= CONSIGNA A =
Según el texto fuente, ¿cuándo aprobó el Congreso la Ley de Justicia y Paz?
= CONSIGNA B =
Reproduce sin cambios el fragmento del texto fuente comprendido entre "Entre los muchos" y "de estos grupos.", ambos incluidos.

Otra crítica que, también con razón, se le hace al presidente es que su gestión se ha enfocado demasiado en temas de seguridad, a menudo relegando al asiento trasero otros asuntos importantes como el desarrollo rural –incluyendo la reforma de tierras, la reforma del sistema fiscal y del sistema pensionario. En Colombia, por ejemplo, el rédito de impuestos no llega al 20% del PIB y la distribución de tierras es altamente desigual. En el controversial editorial de El Tiempo, los editores admitieron, antes de pronunciarse a favor de la reelección, que “muchas de las grandes reformas anunciadas –pensional tributaria, judicial, estatal, etc.- fueron subordinadas al objetivo reeleccionista y quedaron a medias o siguen pendientes.”
Pero el desacierto más notorio –y más reciente- ha sido sin duda la célebre Ley de Justicia y Paz, una ley de “supuesta” desmovilización de grupos paramilitares aprobada por el Congreso a finales de junio. La ley ha sido justificadamente criticada fuera y dentro del país no sólo por comentaristas, analistas e intelectuales, sino también por diversas ONGs, incluyendo Human Rights Watch, el International Crisis Group, y mas recientemente, Amnistía Internacional, que solicitó al Gobierno español y a la Unión Europea un rechazo de la ley y de la desmovilización de los paramilitares porque la ley “incumple estándares internacionales de derechos humanos.”
Entre los muchos defectos de la ley vale la pena señalar algunos. En primer lugar, la ley no asegura la confesión de crímenes por parte de los paramilitares, así como tampoco ofrece incentivos reales para la revelación de información significativa sobre sus operaciones. La ley tampoco obliga a estos grupos a entregar sus riquezas y activos -ilegalmente adquiridos- a las autoridades, y lo que es más, los paramilitares responsables de atrocidades no recibirán sino magras sentencias de apenas un poco más de dos años, inaceptables cuando se consideran a los familiares de las víctimas de estos crímenes. Es decir, poco en la ley ayuda a desmantelar las estructuras políticas, criminales y económicas de estos grupos.
En principio no hay nada de malo con la reelección, pues a menudo es importante no sacrificar la continuidad de políticas exitosas, sobretodo en países inestables como Colombia. Sin embargo, no es correcto que un presidente en ejercicio modifique o impulse una reforma a la Constitución para hacerse reelegir, así su popularidad sea alta o la mayoría de la población apruebe la reforma. Incluso si se asigna un mayor peso al factor de “continuidad” de políticas exitosas, el caso de Uribe sigue siendo controversial, pues en primer lugar nada garantiza que otro candidato no pueda tener una mejor gestión –por ejemplo, el competente ex-alcalde de Bogotá, Enrique Peñalosa, podría resultar ser un buen presidente; y en segundo lugar, nada asegura que Uribe va a seguir teniendo éxito y los errores de sus políticas van a ser corregidos, o que el próximo presidente no pueda preservar los elementos exitosos de su gestión (por ejemplo, en materia seguridad). El fallo de la Corte Constitucional –que decidirá si la reelección va o no va- no debe dejarse influir por la popularidad de Uribe, ni mucho menos por el absurdo argumento de que Uribe es “difícilmente reemplazable.”

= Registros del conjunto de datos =
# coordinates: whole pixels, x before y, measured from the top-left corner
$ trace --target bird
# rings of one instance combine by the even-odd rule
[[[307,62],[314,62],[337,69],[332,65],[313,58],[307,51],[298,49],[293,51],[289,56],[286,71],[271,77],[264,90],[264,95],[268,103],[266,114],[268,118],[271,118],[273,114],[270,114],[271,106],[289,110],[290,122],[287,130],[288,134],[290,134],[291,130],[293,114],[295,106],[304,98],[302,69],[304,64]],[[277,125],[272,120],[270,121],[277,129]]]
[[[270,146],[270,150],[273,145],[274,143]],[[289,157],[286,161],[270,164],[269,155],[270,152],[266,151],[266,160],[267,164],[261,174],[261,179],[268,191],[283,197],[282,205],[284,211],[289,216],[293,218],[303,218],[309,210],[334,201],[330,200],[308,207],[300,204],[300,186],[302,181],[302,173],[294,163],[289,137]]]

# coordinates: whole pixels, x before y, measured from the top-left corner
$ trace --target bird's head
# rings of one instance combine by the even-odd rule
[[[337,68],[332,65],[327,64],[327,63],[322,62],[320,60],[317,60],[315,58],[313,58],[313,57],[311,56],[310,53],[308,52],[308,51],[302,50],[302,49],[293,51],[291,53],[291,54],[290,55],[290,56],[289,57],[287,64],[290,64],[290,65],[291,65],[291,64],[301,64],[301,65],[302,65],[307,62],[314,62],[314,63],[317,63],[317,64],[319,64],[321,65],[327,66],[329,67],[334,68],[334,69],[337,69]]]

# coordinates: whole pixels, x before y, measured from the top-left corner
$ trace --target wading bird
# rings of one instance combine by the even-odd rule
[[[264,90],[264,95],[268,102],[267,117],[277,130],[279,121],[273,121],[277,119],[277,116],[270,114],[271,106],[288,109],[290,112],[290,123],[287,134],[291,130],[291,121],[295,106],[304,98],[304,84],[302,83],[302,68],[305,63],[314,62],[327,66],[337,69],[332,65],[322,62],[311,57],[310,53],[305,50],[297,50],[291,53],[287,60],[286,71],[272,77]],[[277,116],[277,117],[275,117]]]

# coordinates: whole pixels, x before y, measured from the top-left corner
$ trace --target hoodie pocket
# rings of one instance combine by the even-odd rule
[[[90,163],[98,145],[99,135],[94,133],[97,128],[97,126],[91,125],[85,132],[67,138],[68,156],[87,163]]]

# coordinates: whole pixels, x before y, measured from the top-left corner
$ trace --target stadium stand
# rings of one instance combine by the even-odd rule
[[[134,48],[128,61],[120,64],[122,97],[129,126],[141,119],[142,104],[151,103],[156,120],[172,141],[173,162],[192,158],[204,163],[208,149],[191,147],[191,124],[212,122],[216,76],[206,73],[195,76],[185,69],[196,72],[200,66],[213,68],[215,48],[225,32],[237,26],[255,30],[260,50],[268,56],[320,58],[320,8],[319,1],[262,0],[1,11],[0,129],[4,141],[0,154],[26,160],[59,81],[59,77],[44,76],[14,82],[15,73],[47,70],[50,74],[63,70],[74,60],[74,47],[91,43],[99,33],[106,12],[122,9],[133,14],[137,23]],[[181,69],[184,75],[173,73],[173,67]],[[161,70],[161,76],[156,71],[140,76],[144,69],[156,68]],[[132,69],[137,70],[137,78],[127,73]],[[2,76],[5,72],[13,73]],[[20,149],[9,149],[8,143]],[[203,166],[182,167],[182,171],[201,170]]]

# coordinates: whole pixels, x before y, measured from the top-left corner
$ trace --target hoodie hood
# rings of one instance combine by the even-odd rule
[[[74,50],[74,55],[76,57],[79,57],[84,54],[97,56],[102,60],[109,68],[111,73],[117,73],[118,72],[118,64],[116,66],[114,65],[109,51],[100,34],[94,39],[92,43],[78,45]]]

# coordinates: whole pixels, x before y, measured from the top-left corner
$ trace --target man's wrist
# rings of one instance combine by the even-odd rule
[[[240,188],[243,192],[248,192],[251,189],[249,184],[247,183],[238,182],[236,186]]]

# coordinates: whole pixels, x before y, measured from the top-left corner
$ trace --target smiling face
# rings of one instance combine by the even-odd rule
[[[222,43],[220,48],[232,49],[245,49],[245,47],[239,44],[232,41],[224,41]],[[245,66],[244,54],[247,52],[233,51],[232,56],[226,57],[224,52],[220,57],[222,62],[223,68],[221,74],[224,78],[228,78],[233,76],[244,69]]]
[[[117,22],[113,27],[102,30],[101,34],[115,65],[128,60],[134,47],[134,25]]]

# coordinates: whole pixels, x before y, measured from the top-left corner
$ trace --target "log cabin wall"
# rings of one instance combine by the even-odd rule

= RESPUESTA ESCRITA A =
A finales de junio.

= RESPUESTA ESCRITA B =
Entre los muchos defectos de la ley vale la pena señalar algunos. En primer lugar, la ley no asegura la confesión de crímenes por parte de los paramilitares, así como tampoco ofrece incentivos reales para la revelación de información significativa sobre sus operaciones. La ley tampoco obliga a estos grupos a entregar sus riquezas y activos -ilegalmente adquiridos- a las autoridades, y lo que es más, los paramilitares responsables de atrocidades no recibirán sino magras sentencias de apenas un poco más de dos años, inaceptables cuando se consideran a los familiares de las víctimas de estos crímenes. Es decir, poco en la ley ayuda a desmantelar las estructuras políticas, criminales y económicas de estos grupos.